Однако наука не только вправе, но даже обязана, отрешившись от многомерности, выделять из всего спектра реальности лишь какую-то одну интересующую ее частоту и ее изучать. Делать проекции не только «законно», но и правильно. Ученый должен вникать в образ так, словно имеет дело с одномерной реальностью, но не увлекаться настолько, чтобы забывать о возможных погрешностях и не учитывать их в своей работе.

И тут напомним еще раз, как применяется к человеку второй закон геометрической онтологии: если я построю не двухмерную проекцию трехмерного предмета, а проведу психиатрическое исследование Федора Достоевского или Бернадет Субиру, то для меня, как для психиатра, Достоевский окажется всего лишь эпилептиком, ничем не отличающимся от прочих эпилептиков, а Бернадет – еще одной истеричкой с религиозными галлюцинациями. Все то, чем они оба были сверх этого, не умещается на психиатрическом плане. И творчество Достоевского, и религиозный опыт Бернадет выходят за пределы психиатрического уровня. На психиатрическом уровне все остается неоднозначным до тех пор, пока не проступит нечто иное, что скрывается за этим отображением. Так тень остается неоднозначной, пока я не выясню, отбрасывает ли ее цилиндр, конус или шар.

Патология ведь нуждается в диагнозе, «диа-гнозе», распознавании, поиске логоса, который прячется за патосом, поиске смысла этого страдания. Всякая симптоматика ждет диагноза и этиологии, а поскольку этиология, как мы убедились, неоднозначна, тем более неоднозначна и симптоматика.

Психогенез психологизаторства

В завершение главы не откажу себе в удовольствии еще раз обратить психологизаторство против него самого, побить его его же собственным оружием. Мы, можно сказать, обращаем копье острым концом к нападающему и используем приемы психологизаторства против него самого, исследуя его собственный психологизаторство, то есть те мотивы, которые лежат в его основе. Спросите себя: каково его скрытое содержание, его тайная тенденция? Ответ будет: тенденция к обесцениванию, и в особенности – к обесцениванию предполагаемого духовного содержимого рассматриваемых психологизаторством душевных актов. Тенденция к обесцениванию побуждает психологизаторство постоянно что-то разоблачать, он все время стремится сорвать с чего-нибудь маску, все время занят поиском неподлинных, то есть невротических, мотиваций. Он отвергает любые вопросы о значимости не только религиозной или творческой, но даже и научной деятельности и бежит из сферы содержания в сферу актов. В конечном счете психологизаторство представляет собой бегство от мощной полноты данных, требующих познания, от задач, требующих решения, то есть бегство от реальности.

Данные для привязки объектов по описаниям на естественном языке:
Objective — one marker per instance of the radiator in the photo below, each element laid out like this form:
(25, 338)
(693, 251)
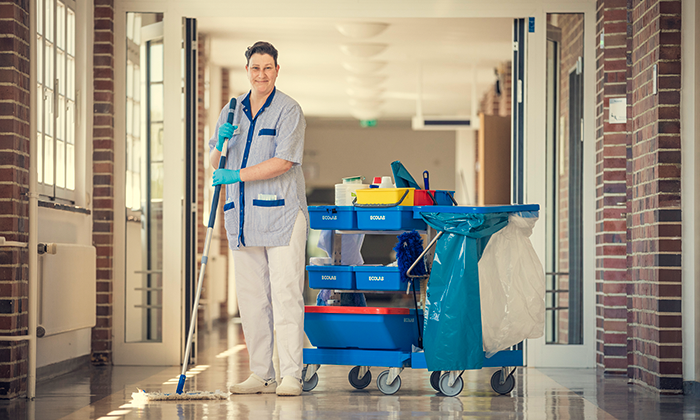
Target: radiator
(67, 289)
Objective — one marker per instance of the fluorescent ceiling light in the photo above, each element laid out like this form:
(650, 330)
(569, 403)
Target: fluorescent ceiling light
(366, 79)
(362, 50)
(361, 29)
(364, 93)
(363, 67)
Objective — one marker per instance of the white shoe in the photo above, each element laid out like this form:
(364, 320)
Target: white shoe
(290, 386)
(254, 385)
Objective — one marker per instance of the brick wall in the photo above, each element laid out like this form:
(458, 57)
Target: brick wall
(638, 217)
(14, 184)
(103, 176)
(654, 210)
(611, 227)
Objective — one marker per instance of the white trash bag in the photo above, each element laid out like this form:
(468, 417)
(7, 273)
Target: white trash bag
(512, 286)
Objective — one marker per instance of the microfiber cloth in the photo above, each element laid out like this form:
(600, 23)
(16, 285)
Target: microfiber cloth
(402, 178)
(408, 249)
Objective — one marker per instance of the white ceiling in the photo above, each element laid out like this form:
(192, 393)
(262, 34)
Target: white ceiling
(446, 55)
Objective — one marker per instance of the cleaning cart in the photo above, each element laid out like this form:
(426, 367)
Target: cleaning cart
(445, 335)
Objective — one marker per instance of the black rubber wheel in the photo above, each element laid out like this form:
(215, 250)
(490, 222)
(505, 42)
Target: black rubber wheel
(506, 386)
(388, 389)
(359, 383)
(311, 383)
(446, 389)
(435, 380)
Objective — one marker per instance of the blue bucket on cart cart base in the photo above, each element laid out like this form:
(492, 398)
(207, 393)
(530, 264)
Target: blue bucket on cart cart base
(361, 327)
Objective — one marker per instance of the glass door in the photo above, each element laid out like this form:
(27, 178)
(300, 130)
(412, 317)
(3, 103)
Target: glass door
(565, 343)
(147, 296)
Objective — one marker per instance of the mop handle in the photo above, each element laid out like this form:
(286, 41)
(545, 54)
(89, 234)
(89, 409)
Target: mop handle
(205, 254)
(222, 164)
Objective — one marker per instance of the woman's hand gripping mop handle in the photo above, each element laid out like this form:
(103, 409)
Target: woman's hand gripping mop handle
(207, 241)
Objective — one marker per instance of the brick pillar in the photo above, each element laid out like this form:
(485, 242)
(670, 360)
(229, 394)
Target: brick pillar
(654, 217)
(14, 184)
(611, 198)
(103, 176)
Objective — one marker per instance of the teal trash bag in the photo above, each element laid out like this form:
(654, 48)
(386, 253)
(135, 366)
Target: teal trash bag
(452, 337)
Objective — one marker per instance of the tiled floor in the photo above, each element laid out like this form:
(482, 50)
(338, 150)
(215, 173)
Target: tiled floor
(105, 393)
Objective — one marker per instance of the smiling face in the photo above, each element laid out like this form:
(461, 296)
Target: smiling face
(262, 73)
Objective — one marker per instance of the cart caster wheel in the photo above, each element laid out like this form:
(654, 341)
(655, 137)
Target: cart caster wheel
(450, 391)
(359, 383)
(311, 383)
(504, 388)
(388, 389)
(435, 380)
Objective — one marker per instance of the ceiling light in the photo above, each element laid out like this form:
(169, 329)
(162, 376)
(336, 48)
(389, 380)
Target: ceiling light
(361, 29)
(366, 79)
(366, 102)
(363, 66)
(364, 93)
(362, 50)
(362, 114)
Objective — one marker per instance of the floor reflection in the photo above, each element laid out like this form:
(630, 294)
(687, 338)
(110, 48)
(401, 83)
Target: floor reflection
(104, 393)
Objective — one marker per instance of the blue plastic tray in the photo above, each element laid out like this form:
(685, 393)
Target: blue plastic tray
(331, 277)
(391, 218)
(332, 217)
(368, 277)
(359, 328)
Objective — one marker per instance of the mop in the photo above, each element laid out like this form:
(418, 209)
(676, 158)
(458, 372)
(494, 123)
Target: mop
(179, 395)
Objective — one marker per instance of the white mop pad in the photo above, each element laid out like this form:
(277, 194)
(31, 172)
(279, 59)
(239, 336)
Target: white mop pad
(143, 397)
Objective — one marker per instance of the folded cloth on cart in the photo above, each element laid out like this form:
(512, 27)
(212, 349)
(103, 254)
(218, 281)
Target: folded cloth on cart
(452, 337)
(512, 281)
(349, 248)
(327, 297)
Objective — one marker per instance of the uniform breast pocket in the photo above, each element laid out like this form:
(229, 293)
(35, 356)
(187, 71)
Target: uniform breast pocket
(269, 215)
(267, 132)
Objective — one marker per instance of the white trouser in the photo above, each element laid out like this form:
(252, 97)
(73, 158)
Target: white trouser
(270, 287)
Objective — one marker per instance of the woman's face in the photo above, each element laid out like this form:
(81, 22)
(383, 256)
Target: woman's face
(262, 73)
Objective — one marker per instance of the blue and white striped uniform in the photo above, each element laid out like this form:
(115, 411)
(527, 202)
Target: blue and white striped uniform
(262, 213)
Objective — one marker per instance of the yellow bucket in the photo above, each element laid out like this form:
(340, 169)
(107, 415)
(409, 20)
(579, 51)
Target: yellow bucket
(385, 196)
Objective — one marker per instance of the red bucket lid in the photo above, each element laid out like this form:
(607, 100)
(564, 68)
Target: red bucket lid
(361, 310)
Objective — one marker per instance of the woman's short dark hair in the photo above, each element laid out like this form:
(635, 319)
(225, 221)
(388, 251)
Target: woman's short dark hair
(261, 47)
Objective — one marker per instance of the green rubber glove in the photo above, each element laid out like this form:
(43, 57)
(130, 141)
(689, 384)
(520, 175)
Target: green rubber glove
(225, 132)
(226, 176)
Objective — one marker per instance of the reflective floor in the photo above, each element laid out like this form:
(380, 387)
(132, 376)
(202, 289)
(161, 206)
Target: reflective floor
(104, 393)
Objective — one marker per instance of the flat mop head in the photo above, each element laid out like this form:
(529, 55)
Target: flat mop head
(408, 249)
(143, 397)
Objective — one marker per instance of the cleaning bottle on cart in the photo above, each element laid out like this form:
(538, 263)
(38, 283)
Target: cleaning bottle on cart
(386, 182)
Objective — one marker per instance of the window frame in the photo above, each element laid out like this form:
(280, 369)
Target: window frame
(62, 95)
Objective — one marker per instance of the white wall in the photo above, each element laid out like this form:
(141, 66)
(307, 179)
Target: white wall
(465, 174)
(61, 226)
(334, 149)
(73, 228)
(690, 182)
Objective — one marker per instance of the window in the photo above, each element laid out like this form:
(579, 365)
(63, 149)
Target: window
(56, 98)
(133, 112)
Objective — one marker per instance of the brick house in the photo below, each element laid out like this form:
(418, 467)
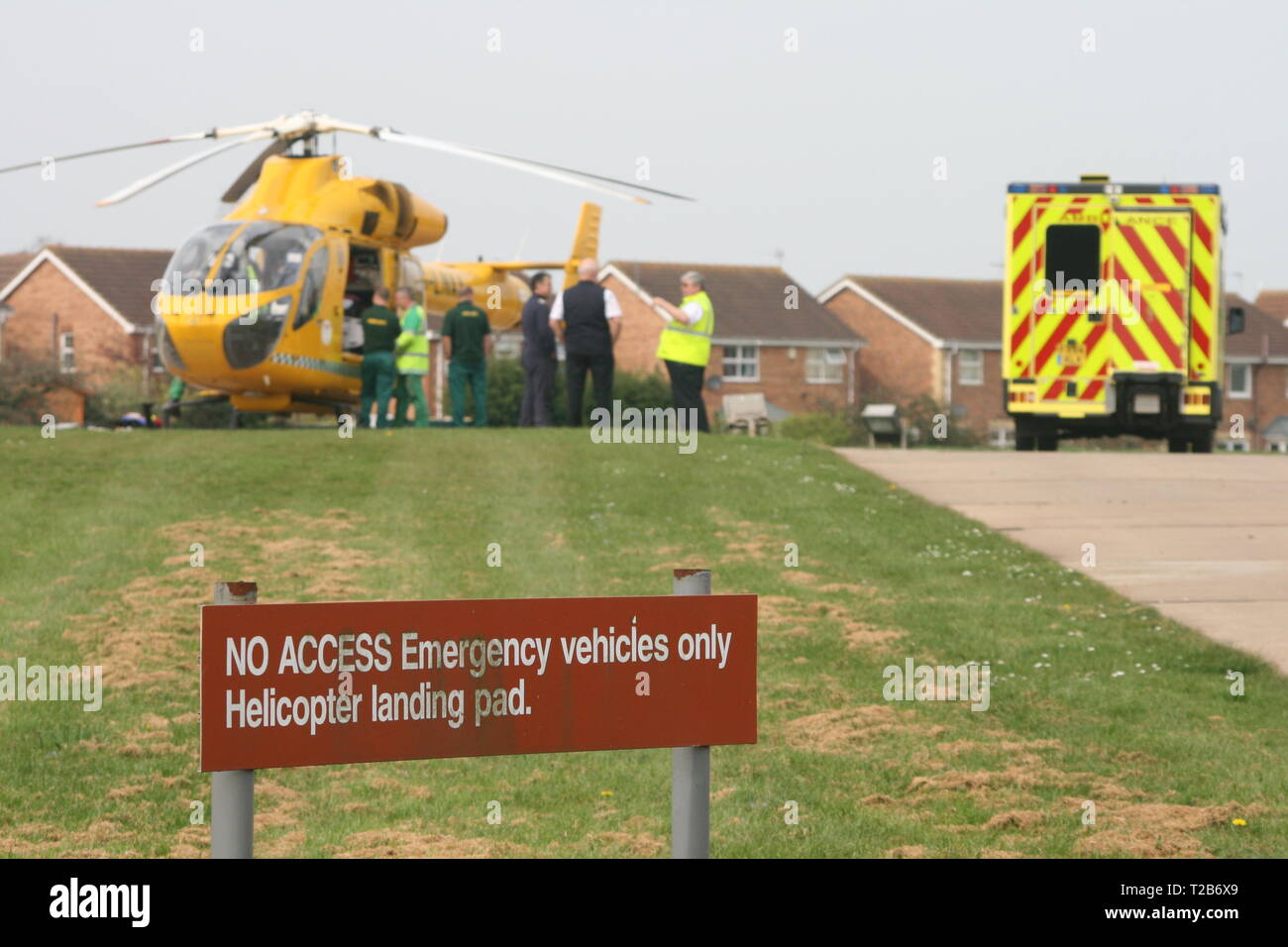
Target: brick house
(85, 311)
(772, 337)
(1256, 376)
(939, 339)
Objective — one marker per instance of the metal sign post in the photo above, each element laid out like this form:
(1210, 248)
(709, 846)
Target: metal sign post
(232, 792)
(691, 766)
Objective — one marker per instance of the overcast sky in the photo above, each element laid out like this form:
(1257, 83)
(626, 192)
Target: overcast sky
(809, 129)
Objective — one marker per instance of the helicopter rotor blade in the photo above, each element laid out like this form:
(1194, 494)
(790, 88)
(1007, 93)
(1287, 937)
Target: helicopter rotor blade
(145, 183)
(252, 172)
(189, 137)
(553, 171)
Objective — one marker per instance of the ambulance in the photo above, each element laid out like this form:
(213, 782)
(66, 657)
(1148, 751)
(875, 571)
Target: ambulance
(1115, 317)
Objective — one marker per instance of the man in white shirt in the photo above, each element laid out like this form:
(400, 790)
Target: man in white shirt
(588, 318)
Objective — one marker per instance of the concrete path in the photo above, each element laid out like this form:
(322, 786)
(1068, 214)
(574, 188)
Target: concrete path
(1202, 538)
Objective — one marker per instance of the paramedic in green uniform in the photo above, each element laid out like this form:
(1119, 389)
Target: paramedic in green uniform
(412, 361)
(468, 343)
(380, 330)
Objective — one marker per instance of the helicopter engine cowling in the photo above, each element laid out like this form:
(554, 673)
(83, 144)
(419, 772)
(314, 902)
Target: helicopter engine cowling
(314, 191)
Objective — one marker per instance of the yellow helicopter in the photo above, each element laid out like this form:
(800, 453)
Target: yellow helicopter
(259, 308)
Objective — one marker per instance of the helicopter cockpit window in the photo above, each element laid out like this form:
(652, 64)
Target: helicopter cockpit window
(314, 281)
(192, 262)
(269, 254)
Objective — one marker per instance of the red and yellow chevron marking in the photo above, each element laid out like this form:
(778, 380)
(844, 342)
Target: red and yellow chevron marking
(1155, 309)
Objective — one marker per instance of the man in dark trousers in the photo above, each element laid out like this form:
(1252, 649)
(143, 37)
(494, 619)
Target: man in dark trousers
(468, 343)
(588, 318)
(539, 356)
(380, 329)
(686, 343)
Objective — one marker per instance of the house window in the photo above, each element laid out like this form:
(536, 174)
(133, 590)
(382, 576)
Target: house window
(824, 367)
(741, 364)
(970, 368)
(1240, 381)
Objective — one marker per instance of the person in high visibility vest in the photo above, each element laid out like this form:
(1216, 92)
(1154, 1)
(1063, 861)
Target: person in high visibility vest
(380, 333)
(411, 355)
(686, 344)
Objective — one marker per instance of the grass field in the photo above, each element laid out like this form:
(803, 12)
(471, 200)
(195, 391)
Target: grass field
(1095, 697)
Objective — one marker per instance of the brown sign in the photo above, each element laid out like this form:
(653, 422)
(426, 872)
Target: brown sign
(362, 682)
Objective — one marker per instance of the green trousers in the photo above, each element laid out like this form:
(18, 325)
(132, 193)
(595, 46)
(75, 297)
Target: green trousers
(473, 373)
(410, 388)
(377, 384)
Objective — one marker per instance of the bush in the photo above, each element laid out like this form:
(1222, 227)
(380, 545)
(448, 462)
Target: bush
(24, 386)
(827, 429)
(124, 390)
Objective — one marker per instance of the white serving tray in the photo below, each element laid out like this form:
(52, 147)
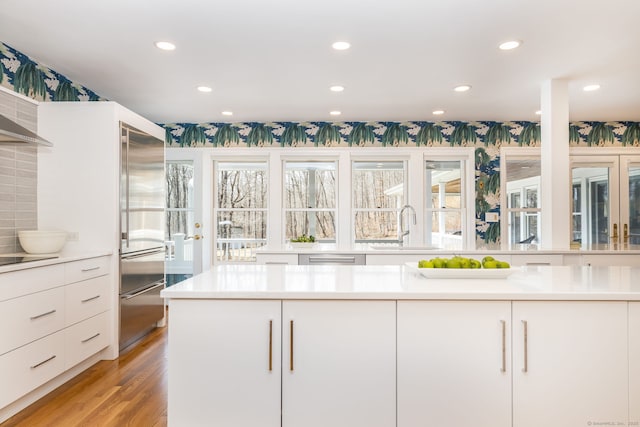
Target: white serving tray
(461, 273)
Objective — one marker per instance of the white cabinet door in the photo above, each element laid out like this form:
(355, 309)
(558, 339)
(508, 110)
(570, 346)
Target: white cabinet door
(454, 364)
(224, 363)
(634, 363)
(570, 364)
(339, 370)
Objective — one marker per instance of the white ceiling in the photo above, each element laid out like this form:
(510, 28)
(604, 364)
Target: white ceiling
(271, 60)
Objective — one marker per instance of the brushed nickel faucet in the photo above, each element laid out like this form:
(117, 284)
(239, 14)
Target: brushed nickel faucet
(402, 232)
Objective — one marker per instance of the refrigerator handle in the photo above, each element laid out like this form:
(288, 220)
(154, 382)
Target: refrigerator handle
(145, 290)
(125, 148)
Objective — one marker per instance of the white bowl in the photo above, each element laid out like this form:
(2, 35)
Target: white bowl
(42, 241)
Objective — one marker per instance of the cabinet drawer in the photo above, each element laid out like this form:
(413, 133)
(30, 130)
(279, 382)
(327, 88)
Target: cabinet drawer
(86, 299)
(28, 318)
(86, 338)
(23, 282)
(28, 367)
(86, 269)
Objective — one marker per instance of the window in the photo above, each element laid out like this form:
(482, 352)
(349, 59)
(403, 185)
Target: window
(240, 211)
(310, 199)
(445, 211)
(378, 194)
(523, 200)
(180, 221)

[СПИСОК ЗАДАНИЙ]
1) Перепишите фрагмент показанного текста, начинающийся словами «И тут напомним» и заканчивающийся словами «конус или шар.», заменив «цилиндр» на «куб».
2) Согласуются ли с показанным текстом утверждения ниже? На каждое ответьте «да» или «нет» и дословно приведите решающие слова текста.
(а) Наука обязана изучать реальность сразу во всей её многомерности.
(б) Для психиатра Достоевский окажется всего лишь эпилептиком.
(в) Тень остаётся неоднозначной, пока не выяснено, какой предмет её отбрасывает.
3) Изложите содержание показанного текста в трёх предложениях.

[ОТВЕТЫ НА ЗАДАНИЯ]
1)
И тут напомним еще раз, как применяется к человеку второй закон геометрической онтологии: если я построю не двухмерную проекцию трехмерного предмета, а проведу психиатрическое исследование Федора Достоевского или Бернадет Субиру, то для меня, как для психиатра, Достоевский окажется всего лишь эпилептиком, ничем не отличающимся от прочих эпилептиков, а Бернадет – еще одной истеричкой с религиозными галлюцинациями. Все то, чем они оба были сверх этого, не умещается на психиатрическом плане. И творчество Достоевского, и религиозный опыт Бернадет выходят за пределы психиатрического уровня. На психиатрическом уровне все остается неоднозначным до тех пор, пока не проступит нечто иное, что скрывается за этим отображением. Так тень остается неоднозначной, пока я не выясню, отбрасывает ли ее куб, конус или шар.

2)
(а) Нет: «обязана, отрешившись от многомерности, выделять из всего спектра реальности лишь какую-то одну интересующую ее частоту и ее изучать».
(б) Да: «Достоевский окажется всего лишь эпилептиком, ничем не отличающимся от прочих эпилептиков».
(в) Да: «Так тень остается неоднозначной, пока я не выясню, отбрасывает ли ее цилиндр, конус или шар».

3) Наука вправе и даже обязана выделять из многомерной реальности одну интересующую её частоту и изучать её, не забывая о возможных погрешностях. Для психиатра Достоевский окажется лишь эпилептиком, а Бернадет — истеричкой, хотя творчество Достоевского и религиозный опыт Бернадет выходят за пределы психиатрического уровня. Психологизаторство движимо тенденцией к обесцениванию и в конечном счёте представляет собой бегство от реальности.